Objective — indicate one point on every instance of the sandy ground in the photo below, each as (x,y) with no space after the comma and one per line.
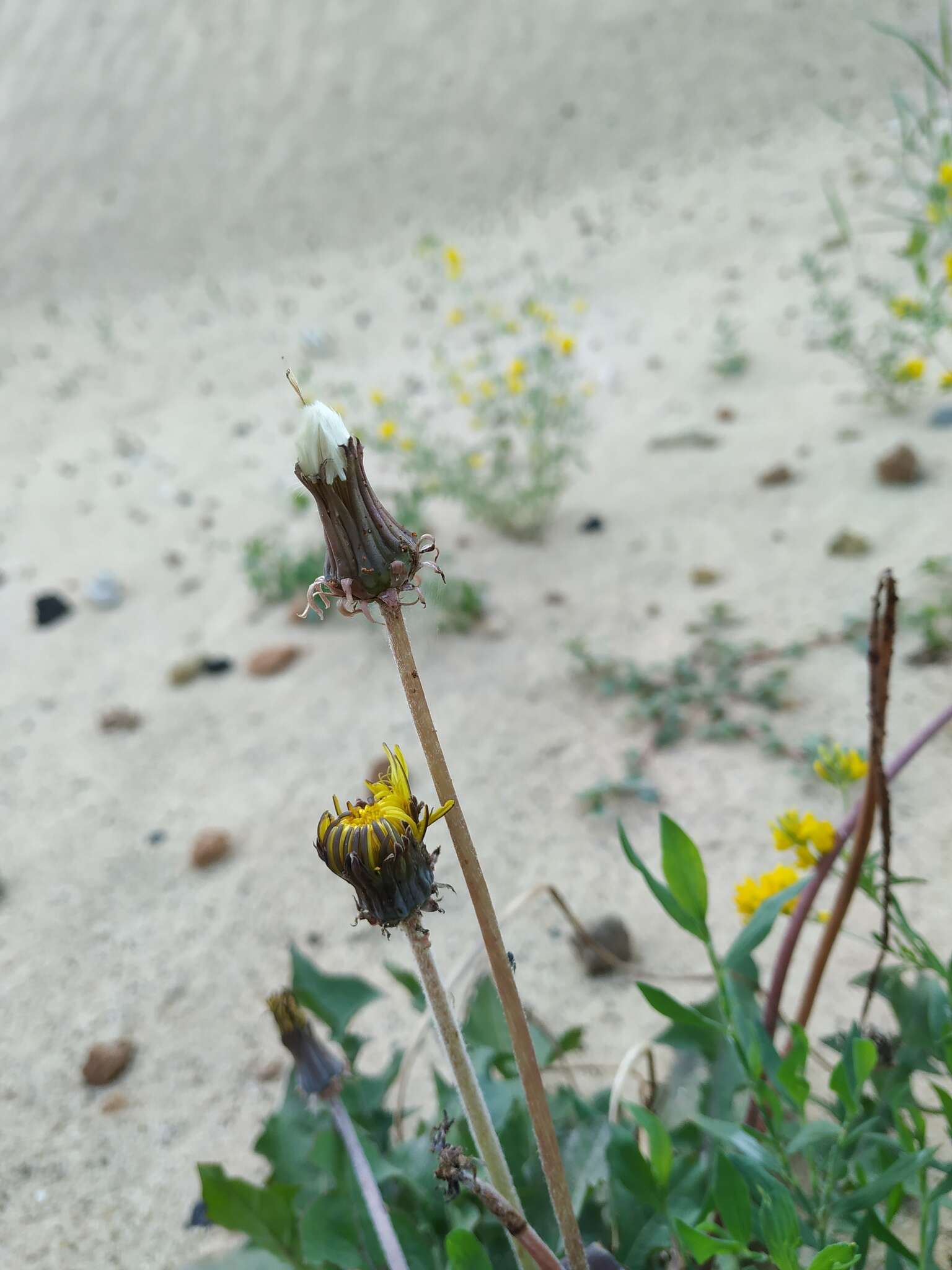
(191,189)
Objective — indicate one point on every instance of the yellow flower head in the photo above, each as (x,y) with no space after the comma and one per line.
(454,263)
(910,370)
(749,894)
(377,846)
(838,766)
(904,306)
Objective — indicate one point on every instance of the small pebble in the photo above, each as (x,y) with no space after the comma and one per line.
(901,466)
(612,934)
(848,544)
(107,1061)
(209,848)
(50,609)
(120,721)
(273,660)
(778,475)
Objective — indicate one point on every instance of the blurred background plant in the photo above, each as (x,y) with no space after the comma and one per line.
(897,331)
(512,403)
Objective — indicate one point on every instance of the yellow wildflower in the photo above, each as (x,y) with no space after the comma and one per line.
(454,263)
(910,370)
(838,766)
(904,306)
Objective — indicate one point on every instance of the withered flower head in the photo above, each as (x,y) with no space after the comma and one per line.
(318,1068)
(377,846)
(371,557)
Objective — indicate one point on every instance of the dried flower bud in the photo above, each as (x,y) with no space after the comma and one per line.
(377,848)
(371,557)
(318,1068)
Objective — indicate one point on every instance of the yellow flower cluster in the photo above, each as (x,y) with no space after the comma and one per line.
(751,894)
(838,766)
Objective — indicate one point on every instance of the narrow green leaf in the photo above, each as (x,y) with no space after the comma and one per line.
(733,1199)
(659,1145)
(759,926)
(684,1015)
(333,997)
(701,1245)
(835,1256)
(683,869)
(409,981)
(466,1253)
(660,892)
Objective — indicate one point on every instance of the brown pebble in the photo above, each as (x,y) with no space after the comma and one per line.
(778,475)
(273,660)
(115,1103)
(901,466)
(209,848)
(612,934)
(120,721)
(107,1061)
(848,544)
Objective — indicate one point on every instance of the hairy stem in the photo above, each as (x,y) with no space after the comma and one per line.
(464,1075)
(372,1198)
(536,1100)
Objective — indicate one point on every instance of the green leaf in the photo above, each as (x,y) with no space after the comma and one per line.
(733,1199)
(660,892)
(684,1015)
(790,1073)
(759,926)
(265,1214)
(409,981)
(335,998)
(701,1245)
(329,1233)
(871,1194)
(835,1256)
(466,1253)
(683,869)
(660,1151)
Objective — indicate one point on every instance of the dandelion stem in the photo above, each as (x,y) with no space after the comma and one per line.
(524,1054)
(469,1088)
(372,1198)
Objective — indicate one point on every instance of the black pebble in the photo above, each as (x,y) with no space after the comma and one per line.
(200,1215)
(51,609)
(218,665)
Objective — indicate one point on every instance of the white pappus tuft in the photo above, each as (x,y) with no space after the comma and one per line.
(319,440)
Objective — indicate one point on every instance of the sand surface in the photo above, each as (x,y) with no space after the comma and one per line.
(188,191)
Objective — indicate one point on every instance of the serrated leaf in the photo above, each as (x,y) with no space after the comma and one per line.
(683,869)
(466,1253)
(409,981)
(660,892)
(759,926)
(335,998)
(733,1199)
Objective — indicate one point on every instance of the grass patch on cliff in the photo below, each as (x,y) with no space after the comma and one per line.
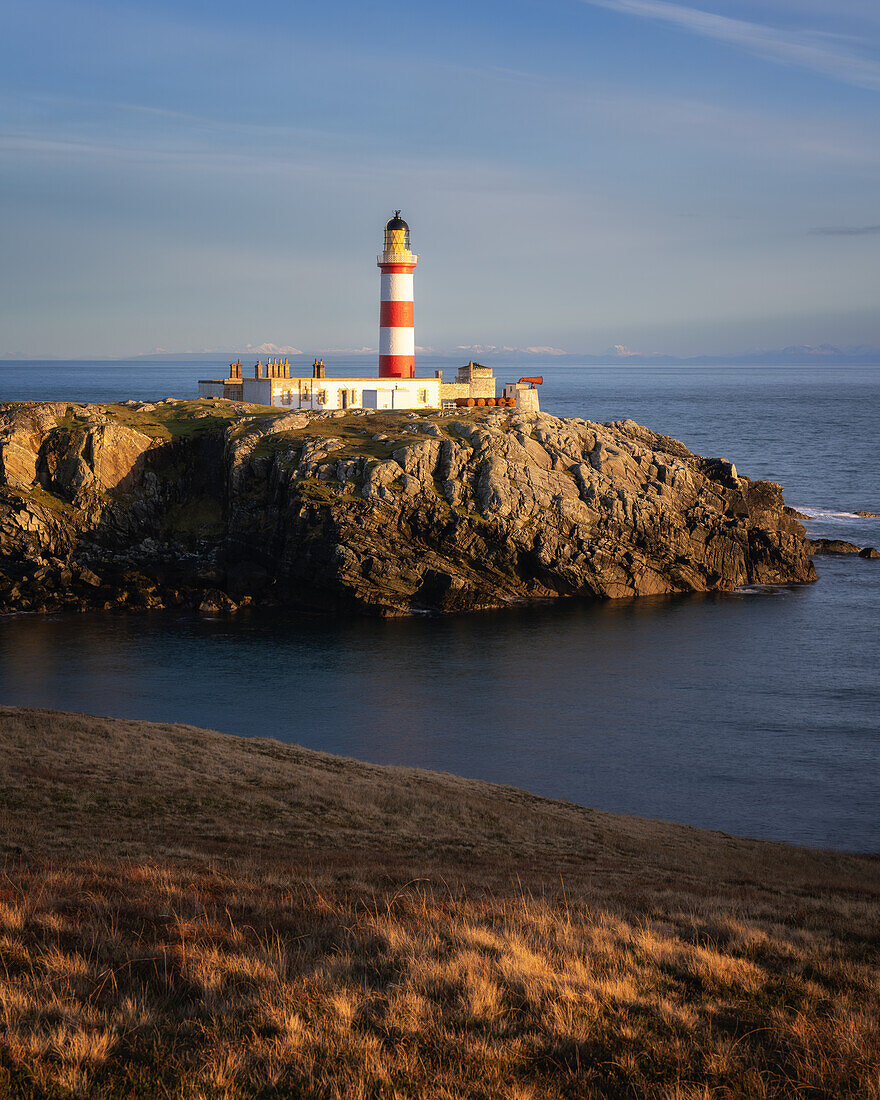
(201,518)
(189,914)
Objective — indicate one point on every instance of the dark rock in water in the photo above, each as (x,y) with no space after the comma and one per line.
(387,513)
(829,546)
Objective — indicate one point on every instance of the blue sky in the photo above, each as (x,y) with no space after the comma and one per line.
(675,177)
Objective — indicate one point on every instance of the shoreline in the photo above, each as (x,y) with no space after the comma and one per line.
(248,919)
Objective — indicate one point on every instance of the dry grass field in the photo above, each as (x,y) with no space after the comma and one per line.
(186,914)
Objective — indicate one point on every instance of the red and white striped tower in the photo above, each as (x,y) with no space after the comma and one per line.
(396,336)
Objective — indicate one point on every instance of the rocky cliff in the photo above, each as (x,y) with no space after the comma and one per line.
(213,505)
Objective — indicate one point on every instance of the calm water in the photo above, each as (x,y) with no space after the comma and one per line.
(756,713)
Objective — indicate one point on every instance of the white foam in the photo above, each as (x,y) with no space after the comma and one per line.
(828,514)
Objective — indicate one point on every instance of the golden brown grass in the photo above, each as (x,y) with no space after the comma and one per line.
(188,914)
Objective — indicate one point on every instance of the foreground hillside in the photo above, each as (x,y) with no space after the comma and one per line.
(213,504)
(189,914)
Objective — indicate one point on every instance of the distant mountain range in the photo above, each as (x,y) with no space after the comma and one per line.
(793,355)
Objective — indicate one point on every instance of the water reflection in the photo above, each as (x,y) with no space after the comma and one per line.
(728,712)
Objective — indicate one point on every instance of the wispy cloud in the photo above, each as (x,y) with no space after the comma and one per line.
(845,231)
(813,50)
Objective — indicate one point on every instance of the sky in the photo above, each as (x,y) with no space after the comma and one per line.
(682,178)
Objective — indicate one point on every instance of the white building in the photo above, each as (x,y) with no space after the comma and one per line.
(320,393)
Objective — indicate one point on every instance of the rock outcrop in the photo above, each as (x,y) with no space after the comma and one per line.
(210,505)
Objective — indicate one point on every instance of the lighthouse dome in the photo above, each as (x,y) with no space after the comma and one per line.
(397,237)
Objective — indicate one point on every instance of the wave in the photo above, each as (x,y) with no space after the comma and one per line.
(829,514)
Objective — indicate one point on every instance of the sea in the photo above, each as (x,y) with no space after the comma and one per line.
(755,712)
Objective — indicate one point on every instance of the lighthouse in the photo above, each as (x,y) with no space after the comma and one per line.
(396,336)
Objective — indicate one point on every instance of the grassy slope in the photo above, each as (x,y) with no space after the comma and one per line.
(185,913)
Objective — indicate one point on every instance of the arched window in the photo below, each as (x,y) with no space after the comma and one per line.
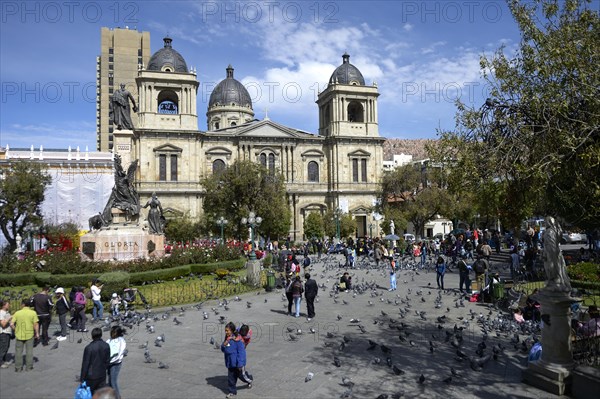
(218,166)
(168,102)
(313,172)
(272,163)
(355,112)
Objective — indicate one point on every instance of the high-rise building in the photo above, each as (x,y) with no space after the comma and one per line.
(122,50)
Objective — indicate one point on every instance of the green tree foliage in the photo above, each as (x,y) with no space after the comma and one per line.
(534,146)
(347,224)
(21,195)
(248,186)
(313,226)
(407,193)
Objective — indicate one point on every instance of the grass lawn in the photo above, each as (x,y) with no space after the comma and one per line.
(179,291)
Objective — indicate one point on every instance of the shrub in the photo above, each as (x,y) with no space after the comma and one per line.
(221,273)
(113,282)
(268,260)
(211,267)
(585,271)
(154,275)
(7,280)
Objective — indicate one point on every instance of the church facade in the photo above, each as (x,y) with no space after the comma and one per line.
(337,167)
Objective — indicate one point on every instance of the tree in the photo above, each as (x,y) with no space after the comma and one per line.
(409,192)
(347,224)
(313,226)
(21,196)
(535,143)
(181,229)
(243,187)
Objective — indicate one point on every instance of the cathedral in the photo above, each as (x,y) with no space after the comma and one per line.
(340,166)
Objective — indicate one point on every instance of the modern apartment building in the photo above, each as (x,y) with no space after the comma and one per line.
(122,52)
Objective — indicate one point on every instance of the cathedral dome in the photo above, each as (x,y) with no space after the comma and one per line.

• Required work: Set down every entry above verbatim, without pictures.

• Solution to this problem:
Objective — indicate one point on every instance of the sandy ground in the photo below, each as (x,y) with no space after the comma and one per line.
(191,189)
Objective — indicate one point on every instance of the yellow flower head in the photo above, each as (x,y) with no space after the comma and one per line.
(454,263)
(910,370)
(749,894)
(377,846)
(838,766)
(904,306)
Objective — indicate one point on every instance of the small pebble in the photo above, each as (x,y) with no space after the comma and one per line.
(901,466)
(612,934)
(848,544)
(107,1061)
(209,848)
(50,609)
(120,721)
(273,660)
(778,475)
Objective — indicate one point on every instance of the blurred background plant in the photo above, each as (x,y) with no space after the comma and one per line.
(897,331)
(512,403)
Objective — indicate one point on every instance of the yellow wildflower in the photo above, each as (x,y) with no space after the comma and one per line.
(454,263)
(910,370)
(838,766)
(904,306)
Objective — indicate one point on every instance of the withered flower head in the photo above, each as (x,y) with no space after the comma and one per line.
(318,1068)
(377,846)
(371,557)
Objective — indicate one point on every instance of the dried flower bud in the photo above, each as (x,y) with no space after the comma and one per line.
(377,848)
(371,557)
(318,1068)
Objective — indicate one point on every instance of the yellow flower cluster in the photo above, each as (x,y) with no space after the comma and one per line.
(751,894)
(838,766)
Objective — indicate one point on every instance of the narrow green leaf in the photo above, each as (x,y) with no space after the comma and one per line.
(733,1199)
(659,1145)
(759,926)
(684,1015)
(333,997)
(701,1245)
(835,1256)
(683,869)
(409,981)
(466,1253)
(660,892)
Objective — indicate one point on every instance of the brown pebble in the photo above, each as (x,y) with no space after the comma and one per line.
(778,475)
(273,660)
(115,1103)
(901,466)
(209,848)
(612,934)
(120,721)
(107,1061)
(848,544)
Objective — indicate one point on every instance of the hairy stem in the photo above, each as (x,y) with no space after the comma and one per line.
(464,1075)
(372,1198)
(536,1100)
Objective — indicate one point on every instance of the green leaf in the photo above, each as (x,y) with no space after the comma and one per line.
(733,1199)
(660,892)
(684,1015)
(790,1073)
(759,926)
(265,1214)
(409,981)
(335,998)
(701,1245)
(329,1233)
(871,1194)
(835,1256)
(466,1253)
(683,869)
(660,1151)
Objective — indicate one point on every instance of the dandelion stem in the photo above, each as (x,y) with no space after the comma and one per line.
(524,1054)
(469,1088)
(372,1198)
Objective — indicate one point on every instance of the black pebble in the photo above, each as (x,y) with no space after the comma and one per line.
(200,1215)
(51,609)
(218,665)
Objective — indicate one point on every instance of the white pappus tuft in the photo above, each as (x,y) with no space after the comma and one per line.
(319,440)
Objective — indicate one point on every instance of the sand surface in the photo above, each as (x,y) with no space after the comma and one per line.
(188,191)
Objective — indicate one point on every instance of the serrated leaf in the photo above, each as (x,y) with no space after the comma and one per line.
(683,869)
(466,1253)
(409,981)
(660,892)
(759,926)
(335,998)
(733,1199)
Objective — indicate one point on every instance of the grass patch on cliff in the photo below, each as (x,y) with no space after the comma and one per line.
(201,518)
(189,914)
Objective — indicate one point on every instance of the dark rock in water in the photo above, each as (x,y) with no space after the comma and one per line.
(387,513)
(829,546)
Objective — indicate one point on every instance of the blue sky in the photo above, each as (x,y) with no space after the comma and one per line.
(675,177)
Objective — indicate one point on every instance of the shoreline in the photo above, each as (x,y) with no space after the comma and one per line.
(248,919)
Objective — indicate one point on every instance of the dry grass field in the photo above, each as (x,y) with no space after the comma and one per line.
(186,914)
Objective — indicate one point on every instance of the red and white striped tower in the photo above, each as (x,y) with no space after the comma and one per line.
(396,336)
Objective — indicate one point on every instance of the rocky cliff in the photo above, each as (x,y) with no space after the comma and one per line.
(213,505)
Objective — indicate one point on every instance of the calm water in the photo above, each as (x,y) with no space after the comma and one per line.
(756,713)
Objective — indicate one point on every instance of the white foam in the photo above, each as (x,y) with no space after the comma and one per line.
(828,514)
Objective — indicate one point on every instance of the golden brown grass in the photo above, each as (x,y) with no space after the comma and one per line.
(188,914)
Objective — indicate one point on every instance of the foreground hillside in the photo above, each as (x,y) with no space after the comma and one per line.
(213,504)
(189,914)
Objective — indicate one point on every instance of the distant mountain range in the photo above, each as (x,y) with no space after the comma and one per line.
(793,355)
Objective — indicate one point on every instance of the water reflection in the photo above, each as (x,y) with no space after the comma and one per line.
(728,712)
Objective — indicate one point on every instance of the wispy cloud in the photo above, each as (x,y) with no space after the comma and one per line.
(845,231)
(813,50)
Objective — indicate one point on every instance of the sky in the photo above, each as (x,y) with no space after the comma and one per line.
(682,178)
Objective — indicate one point on every instance of the white building in the photo above, each as (x,y) with no space after the comma and one per line.
(320,393)
Objective — indicate one point on every instance of the rock outcrop in the photo above, each as (x,y) with no space after the comma and one per line.
(210,505)
Objective — indicate one point on every instance of the lighthouse dome in the photo above, each as (x,y) with no space after the comma and one per line.
(397,237)
Objective — indicate one point on every instance of the wave in the photo above, each as (x,y) with no space after the comma and one per line.
(829,514)
Objective — indicate one point on every instance of the sea in the photo above, each as (x,y) with no space after the comma and one per line.
(755,712)
Objective — indicate one point on every instance of the lighthouse in the photo above, each as (x,y) with no space after the comma and one per line.
(396,336)
Objective — indicate one point on every instance of the grassy slope in the photo above, each as (x,y) with no space after the comma and one per line.
(185,913)
Objective — indicate one point on every instance of the arched window in the photo below, each as (x,y) with no space after the comma and one per line.
(218,166)
(168,102)
(313,172)
(272,163)
(355,112)
Objective — indicate one point on every instance of the high-rise building in the photo above, each as (x,y) with no space after the comma and one per line.
(122,50)
Objective — indicate one point on every instance of the green tree foliage in the photo above, each as (x,y) with no space after the comma and one per line.
(534,146)
(347,224)
(21,195)
(248,186)
(313,226)
(407,193)
Objective — indicate one point on every instance of the grass lawn in the photo above, each as (x,y) with no space after the comma and one per line.
(179,291)
Objective — indicate one point on every instance of the shrub in the photo above, each as (x,y) with no space after the comma and one per line.
(221,273)
(113,282)
(268,260)
(211,267)
(585,271)
(154,275)
(7,280)
Objective — indicate one point on every instance of the church facade in the photo above, each as (x,y) with no space after the comma and one per line.
(337,167)
Objective — indicate one point on every instance of the tree in the photo above, each as (x,y) with no space after the comma and one per line.
(409,192)
(347,224)
(313,226)
(21,196)
(535,143)
(181,229)
(243,187)
Objective — indicate one point on every instance of the cathedral in the photo above, each as (x,y) with no space after the comma and one per line.
(340,166)
Objective — indicate one point on every instance of the modern apartment building in the photo above, each as (x,y) with no space after the comma and one per line.
(122,52)
Objective — indicate one point on every instance of the cathedral dome in the photo above, each as (x,y) with no space after the comma and one per line.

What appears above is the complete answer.